> [本文]:
▼

グラフィック2024.03.19

着眼点は「クリエイティブ×〇〇」。顧客の“?”を“!”に変える手腕に迫る。

福岡
合同会社マジワン 代表
kotarou nagase
永瀬 晃大朗

これからの時代、ダイレクトマーケティングは企業だけでなく利用者にとっても、便利になり欠かせない存在です。今回ご紹介する福岡県の合同会社マジワンの代表・永瀬 晃大朗(ながせ こうたろう)さんは、広告業界での経験を生かしたダイレクトマーケティングに関するコンサルティングなどの、マーケティング事業を展開しています。ダイレクトマーケティング業界に身を置く永瀬さんに、事業展開から今後の業界についてお話を伺いました。

広告でありながら理系感覚、そこに魅力を感じてダイレクトマーケティング業界へ

永瀬さんが広告業界に進んだきっかけを教えてください。

出身は富山県で、名古屋大学工学部を卒業し、卒業後は大学があった愛知県の総合広告代理店に入社しました。どうして工学部から広告業界に?とよく聞かれますが、サークル活動等で映像コンテンツを作っていたこともあり、制作したコンテンツで人を動かすことや新しく生み出すことに興味を持っていたからです。在籍は工学部でしたが、広告業界へ進むことに抵抗はありませんでした。

入社した会社ではどのような仕事をされましたか?

▲

> [やること]:
1 > エントリのうち、"Task: mark the cabin"を含む行から"[[1073, 44]]"を含む行までを、両端の行も含めてそのまま書き写してください。
2 > マジワン代表へのインタビュー記事を、最後の文の後から書き継いでください。

データソースからのエントリ:
▼

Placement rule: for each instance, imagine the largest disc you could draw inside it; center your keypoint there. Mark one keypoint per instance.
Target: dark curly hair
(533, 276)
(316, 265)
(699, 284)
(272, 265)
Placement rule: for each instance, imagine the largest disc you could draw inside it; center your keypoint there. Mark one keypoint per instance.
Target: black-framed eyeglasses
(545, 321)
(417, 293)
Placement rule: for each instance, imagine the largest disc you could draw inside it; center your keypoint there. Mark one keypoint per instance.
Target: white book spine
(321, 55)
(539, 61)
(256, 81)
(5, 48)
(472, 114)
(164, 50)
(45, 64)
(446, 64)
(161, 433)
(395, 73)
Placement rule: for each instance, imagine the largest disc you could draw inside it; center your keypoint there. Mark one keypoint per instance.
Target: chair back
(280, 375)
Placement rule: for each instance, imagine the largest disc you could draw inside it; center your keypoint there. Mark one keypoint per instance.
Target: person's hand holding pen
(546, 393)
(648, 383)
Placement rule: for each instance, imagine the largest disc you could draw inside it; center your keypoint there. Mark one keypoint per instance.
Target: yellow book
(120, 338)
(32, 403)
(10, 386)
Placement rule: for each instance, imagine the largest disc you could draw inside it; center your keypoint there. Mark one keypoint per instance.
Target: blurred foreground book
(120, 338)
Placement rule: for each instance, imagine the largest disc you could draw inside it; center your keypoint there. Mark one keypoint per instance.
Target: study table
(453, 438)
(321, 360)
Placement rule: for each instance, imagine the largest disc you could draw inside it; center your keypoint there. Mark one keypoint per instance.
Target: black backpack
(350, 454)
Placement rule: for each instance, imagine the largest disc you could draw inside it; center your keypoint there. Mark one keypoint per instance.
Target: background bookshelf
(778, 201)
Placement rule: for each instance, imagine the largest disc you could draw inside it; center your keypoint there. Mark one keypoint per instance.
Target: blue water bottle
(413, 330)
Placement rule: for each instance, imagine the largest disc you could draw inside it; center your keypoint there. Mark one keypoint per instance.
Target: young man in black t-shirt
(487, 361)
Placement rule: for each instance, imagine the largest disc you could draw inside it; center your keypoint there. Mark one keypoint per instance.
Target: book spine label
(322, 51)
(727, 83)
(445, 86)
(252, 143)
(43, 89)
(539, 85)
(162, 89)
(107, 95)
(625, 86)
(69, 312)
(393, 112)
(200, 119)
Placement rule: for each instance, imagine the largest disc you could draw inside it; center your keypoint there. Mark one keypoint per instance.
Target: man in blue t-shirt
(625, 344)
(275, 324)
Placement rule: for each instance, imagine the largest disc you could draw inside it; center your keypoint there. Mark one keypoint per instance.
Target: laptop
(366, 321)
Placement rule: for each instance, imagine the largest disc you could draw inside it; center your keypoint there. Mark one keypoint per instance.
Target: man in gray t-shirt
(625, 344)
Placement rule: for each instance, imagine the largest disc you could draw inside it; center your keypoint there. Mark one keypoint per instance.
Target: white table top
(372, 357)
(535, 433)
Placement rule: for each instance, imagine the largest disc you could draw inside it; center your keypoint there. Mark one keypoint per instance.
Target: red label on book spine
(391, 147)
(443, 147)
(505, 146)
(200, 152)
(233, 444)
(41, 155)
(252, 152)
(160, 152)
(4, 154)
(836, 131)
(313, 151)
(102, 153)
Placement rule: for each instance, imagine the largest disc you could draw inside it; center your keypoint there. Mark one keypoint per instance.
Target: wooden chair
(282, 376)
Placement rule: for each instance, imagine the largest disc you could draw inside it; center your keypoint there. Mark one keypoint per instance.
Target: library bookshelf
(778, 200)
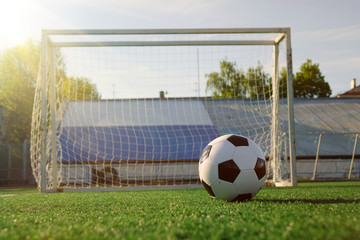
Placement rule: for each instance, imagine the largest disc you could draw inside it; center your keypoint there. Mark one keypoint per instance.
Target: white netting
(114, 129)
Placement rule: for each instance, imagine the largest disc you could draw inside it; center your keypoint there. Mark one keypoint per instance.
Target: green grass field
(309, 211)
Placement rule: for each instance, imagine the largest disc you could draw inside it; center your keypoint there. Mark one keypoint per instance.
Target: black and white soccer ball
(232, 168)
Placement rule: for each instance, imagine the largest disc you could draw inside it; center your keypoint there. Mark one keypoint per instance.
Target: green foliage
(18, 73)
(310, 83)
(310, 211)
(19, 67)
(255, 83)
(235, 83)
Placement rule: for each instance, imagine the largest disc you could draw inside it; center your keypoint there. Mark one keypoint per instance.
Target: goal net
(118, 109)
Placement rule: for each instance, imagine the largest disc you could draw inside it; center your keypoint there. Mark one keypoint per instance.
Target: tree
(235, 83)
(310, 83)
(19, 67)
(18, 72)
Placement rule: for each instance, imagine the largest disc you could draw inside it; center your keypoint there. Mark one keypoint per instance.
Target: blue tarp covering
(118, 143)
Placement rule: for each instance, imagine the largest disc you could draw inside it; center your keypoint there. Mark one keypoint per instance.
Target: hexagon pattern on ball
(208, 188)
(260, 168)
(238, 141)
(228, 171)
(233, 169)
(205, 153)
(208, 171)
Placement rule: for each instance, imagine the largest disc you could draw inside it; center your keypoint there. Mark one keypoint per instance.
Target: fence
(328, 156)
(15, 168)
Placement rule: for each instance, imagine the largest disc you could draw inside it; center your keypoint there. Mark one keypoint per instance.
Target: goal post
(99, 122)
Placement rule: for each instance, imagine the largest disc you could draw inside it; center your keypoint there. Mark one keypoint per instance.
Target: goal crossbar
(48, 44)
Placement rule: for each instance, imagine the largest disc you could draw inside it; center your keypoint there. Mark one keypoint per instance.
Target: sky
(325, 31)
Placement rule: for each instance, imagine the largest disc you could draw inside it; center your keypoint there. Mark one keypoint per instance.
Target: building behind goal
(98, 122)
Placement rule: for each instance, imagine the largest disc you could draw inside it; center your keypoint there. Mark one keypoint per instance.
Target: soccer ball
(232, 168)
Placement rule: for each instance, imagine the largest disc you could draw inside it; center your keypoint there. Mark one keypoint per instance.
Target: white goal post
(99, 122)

▲
▼

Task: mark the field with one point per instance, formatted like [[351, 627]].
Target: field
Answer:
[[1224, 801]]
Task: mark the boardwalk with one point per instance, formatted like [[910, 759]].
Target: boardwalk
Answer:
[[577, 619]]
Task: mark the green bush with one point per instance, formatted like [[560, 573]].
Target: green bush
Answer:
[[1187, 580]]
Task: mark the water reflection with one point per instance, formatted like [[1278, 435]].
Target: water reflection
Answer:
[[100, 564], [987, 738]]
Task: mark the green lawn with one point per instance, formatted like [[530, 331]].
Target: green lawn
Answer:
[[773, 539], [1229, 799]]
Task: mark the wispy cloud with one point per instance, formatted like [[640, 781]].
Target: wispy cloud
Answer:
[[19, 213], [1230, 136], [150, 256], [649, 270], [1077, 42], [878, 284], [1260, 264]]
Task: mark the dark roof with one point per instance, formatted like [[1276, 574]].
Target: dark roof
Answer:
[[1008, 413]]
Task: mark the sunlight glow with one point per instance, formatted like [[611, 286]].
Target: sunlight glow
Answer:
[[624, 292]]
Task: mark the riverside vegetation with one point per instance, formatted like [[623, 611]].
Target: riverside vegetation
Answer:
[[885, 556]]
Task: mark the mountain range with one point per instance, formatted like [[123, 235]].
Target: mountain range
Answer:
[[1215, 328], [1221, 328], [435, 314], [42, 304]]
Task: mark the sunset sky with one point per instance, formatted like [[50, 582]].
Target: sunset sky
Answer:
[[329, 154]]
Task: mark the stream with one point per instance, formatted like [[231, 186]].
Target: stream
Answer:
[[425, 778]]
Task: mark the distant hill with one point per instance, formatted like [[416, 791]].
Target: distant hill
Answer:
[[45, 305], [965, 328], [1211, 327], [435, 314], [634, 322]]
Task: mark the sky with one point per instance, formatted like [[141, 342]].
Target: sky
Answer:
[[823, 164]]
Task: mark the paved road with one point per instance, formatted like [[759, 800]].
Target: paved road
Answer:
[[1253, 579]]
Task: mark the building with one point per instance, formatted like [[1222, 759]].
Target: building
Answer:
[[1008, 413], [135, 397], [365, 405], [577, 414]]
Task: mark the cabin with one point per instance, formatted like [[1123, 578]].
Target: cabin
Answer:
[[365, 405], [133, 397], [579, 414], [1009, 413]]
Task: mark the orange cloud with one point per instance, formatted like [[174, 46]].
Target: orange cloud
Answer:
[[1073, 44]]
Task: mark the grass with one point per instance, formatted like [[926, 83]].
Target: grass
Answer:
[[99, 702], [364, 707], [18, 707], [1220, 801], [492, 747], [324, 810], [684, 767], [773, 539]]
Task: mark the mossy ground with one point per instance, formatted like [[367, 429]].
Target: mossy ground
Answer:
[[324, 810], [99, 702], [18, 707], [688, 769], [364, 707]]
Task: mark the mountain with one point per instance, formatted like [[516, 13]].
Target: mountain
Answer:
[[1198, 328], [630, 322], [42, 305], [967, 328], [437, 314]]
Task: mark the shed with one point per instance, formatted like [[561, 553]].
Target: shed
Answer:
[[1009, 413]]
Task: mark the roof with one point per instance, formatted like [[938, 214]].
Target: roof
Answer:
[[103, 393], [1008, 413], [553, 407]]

▲

> [課題の解答]:
1 >
Task: mark the cabin with one point per instance, formatted like [[1123, 578]].
Target: cabin
Answer:
[[365, 405], [133, 397], [579, 414], [1009, 413]]
Task: mark the orange cloud with one point per instance, formatted like [[174, 46]].
Target: orange cloud
Answer:
[[1073, 44]]

2 >
ハウスエージェンシーとしてコンビニやGMSなど小売の販促関連の広告を主に扱っていました。そこではディレクターやプランナーとしてセールスプロモーションのプロジェクトに携わり、この時期にオフラインとデジタルを含めたさまざまなプロジェクトに関わることができ、応用力や仕事の進め方などマルチに学ぶことができました。
そして3年後に、東京のダイレクトマーケティング支援を行う広告代理店、株式会社ファインドスターに転職しました。ちょうどその頃、通信販売事業者向けの広告アカウントセクションが立ち上がったばかりで、立ち上げまもないチームに参画できたのは良い経験だったと思います。
ファインドスターでは通販広告、いわゆるレスポンス広告というチラシや新聞の掲載広告などの制作を担当しました。このレスポンス広告というのはデータを扱うので、クリエイティビティな分野でありながら理系の感覚をバランス良く使えたことが、自分に向いている業種だと実感できました。

当時の仕事について教えてください。

広告制作業務はもちろんですが、クライアントの事業シミュレーションの理想値に近づける提案と、そのための仕組みづくりをしていました。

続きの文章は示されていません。